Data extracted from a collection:
__________________________________________________

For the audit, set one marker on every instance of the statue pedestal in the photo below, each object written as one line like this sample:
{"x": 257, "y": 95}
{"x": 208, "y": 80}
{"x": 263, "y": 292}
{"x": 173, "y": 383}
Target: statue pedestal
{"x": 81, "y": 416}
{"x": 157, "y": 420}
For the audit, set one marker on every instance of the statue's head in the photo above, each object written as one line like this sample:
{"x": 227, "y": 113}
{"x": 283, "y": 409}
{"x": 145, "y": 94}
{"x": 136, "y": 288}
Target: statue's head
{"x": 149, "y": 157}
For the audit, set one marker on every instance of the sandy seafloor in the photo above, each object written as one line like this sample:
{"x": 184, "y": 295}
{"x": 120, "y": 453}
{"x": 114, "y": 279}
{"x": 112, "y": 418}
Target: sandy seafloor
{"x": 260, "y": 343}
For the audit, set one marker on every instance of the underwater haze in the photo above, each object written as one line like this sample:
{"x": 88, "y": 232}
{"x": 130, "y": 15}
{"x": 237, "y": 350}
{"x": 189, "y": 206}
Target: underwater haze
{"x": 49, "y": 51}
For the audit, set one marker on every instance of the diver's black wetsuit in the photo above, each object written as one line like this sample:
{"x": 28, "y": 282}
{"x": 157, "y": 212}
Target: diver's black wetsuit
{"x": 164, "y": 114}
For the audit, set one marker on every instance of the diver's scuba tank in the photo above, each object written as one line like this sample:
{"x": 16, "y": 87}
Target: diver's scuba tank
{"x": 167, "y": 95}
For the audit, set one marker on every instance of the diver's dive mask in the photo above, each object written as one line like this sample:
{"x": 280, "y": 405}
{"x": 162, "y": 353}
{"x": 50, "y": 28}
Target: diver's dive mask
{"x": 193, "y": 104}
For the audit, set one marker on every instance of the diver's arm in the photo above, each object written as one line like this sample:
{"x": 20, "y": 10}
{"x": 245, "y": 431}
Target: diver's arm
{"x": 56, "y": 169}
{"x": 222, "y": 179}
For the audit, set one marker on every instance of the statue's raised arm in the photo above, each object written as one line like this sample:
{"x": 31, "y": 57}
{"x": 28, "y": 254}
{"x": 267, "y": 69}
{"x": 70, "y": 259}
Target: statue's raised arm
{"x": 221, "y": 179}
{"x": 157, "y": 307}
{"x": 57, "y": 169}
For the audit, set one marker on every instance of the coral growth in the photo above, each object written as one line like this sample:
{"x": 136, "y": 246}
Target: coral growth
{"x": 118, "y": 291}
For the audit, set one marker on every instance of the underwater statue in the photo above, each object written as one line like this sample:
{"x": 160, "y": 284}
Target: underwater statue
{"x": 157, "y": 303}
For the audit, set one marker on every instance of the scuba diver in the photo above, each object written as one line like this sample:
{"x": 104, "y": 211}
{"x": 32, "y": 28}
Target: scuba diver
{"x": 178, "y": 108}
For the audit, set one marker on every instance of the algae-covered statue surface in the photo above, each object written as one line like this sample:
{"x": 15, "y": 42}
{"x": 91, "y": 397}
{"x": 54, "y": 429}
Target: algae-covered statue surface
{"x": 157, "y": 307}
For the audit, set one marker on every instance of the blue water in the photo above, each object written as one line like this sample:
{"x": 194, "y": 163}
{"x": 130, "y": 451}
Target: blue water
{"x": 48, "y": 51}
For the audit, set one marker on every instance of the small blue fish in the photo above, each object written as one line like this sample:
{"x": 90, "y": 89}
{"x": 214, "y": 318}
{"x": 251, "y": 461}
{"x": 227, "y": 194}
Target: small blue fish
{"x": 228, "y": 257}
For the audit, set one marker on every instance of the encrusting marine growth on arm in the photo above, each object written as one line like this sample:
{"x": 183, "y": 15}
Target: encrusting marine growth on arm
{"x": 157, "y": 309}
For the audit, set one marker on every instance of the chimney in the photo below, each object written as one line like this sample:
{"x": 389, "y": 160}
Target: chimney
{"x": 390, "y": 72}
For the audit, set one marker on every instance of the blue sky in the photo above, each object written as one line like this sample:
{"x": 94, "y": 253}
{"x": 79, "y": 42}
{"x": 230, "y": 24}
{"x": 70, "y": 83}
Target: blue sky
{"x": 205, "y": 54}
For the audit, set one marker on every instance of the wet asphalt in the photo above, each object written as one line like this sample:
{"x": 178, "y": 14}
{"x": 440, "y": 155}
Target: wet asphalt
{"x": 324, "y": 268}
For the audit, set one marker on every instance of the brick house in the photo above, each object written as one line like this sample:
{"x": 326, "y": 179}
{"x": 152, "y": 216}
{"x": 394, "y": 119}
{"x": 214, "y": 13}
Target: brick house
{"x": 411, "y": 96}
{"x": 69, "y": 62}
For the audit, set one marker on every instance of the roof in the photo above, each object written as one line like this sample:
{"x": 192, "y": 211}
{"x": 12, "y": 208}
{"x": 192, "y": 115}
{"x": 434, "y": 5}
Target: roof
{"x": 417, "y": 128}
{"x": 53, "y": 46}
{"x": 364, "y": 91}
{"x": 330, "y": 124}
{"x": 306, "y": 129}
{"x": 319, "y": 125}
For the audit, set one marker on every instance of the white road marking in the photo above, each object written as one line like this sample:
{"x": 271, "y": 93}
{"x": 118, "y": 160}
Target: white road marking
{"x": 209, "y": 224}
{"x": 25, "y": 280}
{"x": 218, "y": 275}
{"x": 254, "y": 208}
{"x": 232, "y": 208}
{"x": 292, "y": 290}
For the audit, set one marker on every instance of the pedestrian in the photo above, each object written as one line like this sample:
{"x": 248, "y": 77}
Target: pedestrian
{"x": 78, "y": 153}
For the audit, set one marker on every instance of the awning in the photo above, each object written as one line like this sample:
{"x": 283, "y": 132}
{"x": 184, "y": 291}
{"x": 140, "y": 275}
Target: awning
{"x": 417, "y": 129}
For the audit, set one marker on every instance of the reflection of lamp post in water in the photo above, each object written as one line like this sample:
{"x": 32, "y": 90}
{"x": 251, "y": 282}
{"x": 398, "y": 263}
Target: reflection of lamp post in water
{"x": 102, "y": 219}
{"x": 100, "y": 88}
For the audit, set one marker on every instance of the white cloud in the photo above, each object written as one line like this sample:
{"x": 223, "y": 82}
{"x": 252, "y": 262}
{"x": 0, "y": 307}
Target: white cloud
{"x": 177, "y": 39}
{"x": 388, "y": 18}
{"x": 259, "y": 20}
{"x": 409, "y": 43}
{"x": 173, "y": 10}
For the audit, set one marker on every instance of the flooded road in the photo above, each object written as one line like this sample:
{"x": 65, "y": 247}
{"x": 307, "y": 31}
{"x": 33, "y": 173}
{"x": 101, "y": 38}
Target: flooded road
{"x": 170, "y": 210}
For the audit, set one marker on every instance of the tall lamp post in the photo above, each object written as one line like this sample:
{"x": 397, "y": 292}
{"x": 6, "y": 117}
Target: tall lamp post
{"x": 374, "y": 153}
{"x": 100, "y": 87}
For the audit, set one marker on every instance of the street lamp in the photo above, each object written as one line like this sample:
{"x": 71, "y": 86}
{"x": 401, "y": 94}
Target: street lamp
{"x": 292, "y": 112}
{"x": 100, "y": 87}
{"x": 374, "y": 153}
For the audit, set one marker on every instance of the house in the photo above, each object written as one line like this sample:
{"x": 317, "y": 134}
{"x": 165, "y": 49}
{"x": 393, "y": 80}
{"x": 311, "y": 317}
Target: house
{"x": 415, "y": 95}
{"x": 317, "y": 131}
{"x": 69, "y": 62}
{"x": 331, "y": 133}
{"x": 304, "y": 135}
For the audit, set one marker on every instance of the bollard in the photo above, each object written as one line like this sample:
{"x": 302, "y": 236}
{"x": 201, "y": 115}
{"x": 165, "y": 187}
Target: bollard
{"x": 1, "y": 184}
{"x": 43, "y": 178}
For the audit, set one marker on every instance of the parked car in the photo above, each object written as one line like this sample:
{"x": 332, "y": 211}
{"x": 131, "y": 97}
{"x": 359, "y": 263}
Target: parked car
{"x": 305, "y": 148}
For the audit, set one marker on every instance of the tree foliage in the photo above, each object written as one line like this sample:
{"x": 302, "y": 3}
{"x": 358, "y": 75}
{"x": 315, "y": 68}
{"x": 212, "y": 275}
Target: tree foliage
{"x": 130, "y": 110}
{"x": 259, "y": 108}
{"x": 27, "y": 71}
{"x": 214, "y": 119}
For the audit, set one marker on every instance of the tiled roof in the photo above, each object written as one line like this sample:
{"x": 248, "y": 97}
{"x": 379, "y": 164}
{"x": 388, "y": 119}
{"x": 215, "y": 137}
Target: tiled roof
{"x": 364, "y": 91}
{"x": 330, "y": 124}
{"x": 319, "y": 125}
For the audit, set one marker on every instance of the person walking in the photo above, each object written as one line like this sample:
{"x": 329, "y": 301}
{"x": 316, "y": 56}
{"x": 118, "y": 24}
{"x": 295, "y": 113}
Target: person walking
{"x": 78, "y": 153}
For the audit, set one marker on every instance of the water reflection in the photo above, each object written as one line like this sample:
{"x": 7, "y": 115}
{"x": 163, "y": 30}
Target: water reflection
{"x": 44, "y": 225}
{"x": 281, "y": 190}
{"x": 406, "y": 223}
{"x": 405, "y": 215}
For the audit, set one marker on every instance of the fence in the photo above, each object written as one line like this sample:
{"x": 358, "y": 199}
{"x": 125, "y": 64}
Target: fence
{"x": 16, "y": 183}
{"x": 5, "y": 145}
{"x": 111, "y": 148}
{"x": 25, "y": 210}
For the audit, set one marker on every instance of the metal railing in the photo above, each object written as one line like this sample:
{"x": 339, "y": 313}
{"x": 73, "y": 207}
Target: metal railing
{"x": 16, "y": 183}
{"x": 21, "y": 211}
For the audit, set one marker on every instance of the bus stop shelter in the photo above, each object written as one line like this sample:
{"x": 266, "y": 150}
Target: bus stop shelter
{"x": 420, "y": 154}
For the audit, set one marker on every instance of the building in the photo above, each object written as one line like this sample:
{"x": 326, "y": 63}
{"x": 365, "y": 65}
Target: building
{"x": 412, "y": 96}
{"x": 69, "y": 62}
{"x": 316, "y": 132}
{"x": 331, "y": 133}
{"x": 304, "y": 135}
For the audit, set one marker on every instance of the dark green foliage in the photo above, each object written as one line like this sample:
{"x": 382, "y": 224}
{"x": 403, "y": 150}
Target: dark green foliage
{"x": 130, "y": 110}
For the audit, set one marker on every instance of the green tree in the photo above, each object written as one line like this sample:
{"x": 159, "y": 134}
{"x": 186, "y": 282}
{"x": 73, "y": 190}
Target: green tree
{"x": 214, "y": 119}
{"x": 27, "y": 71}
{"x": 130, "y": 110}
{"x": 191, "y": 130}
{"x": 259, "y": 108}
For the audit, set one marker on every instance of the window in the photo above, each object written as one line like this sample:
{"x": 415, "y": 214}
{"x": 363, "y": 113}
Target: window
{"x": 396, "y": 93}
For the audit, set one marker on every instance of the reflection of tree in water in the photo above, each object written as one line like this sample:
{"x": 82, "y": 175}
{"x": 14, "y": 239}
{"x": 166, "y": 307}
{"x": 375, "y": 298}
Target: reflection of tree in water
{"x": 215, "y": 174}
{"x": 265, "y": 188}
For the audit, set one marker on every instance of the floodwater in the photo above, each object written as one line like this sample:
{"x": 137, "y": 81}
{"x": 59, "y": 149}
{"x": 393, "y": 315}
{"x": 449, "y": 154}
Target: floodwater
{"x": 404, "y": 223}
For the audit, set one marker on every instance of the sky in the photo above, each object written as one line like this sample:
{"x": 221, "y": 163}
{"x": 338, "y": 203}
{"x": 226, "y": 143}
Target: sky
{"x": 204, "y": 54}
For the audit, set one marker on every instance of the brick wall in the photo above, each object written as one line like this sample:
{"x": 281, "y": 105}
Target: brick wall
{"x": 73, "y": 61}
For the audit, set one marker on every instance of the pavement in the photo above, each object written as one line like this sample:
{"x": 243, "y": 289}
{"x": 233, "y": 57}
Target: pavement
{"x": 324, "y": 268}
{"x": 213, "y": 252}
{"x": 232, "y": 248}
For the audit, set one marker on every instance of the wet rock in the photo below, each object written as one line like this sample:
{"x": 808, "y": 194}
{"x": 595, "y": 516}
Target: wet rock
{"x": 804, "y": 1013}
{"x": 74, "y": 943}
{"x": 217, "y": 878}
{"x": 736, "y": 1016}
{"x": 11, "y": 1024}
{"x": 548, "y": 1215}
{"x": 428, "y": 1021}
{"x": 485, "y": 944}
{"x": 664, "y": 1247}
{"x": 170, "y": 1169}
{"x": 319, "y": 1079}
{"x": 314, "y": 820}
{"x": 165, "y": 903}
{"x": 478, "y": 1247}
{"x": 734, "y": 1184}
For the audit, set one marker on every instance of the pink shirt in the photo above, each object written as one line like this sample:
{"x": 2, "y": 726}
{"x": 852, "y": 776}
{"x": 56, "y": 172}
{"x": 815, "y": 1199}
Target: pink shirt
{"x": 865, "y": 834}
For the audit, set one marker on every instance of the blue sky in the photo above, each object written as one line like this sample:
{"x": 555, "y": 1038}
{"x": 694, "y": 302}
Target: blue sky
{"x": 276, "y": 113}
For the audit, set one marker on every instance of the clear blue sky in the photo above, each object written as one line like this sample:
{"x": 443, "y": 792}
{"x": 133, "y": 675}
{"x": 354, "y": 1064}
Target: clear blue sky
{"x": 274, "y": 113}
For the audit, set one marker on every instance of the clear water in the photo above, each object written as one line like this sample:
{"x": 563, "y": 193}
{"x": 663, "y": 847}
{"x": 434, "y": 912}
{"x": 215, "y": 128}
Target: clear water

__________________________________________________

YOUR OBJECTIVE: Your task is to extract the lines running from the one with "the clear blue" to the end of the material, inclusive, copying each exactly and adding nothing.

SOLUTION FOR THIS PROBLEM:
For the audit, set one marker on every instance of the clear blue sky in the photo above, each object written as one line like this sample:
{"x": 443, "y": 792}
{"x": 133, "y": 675}
{"x": 354, "y": 1064}
Target: clear blue sky
{"x": 274, "y": 113}
For the audit, set one marker on every instance of the clear water in the photo above, each object written as one line like this sample:
{"x": 563, "y": 193}
{"x": 663, "y": 847}
{"x": 434, "y": 912}
{"x": 215, "y": 128}
Target: clear water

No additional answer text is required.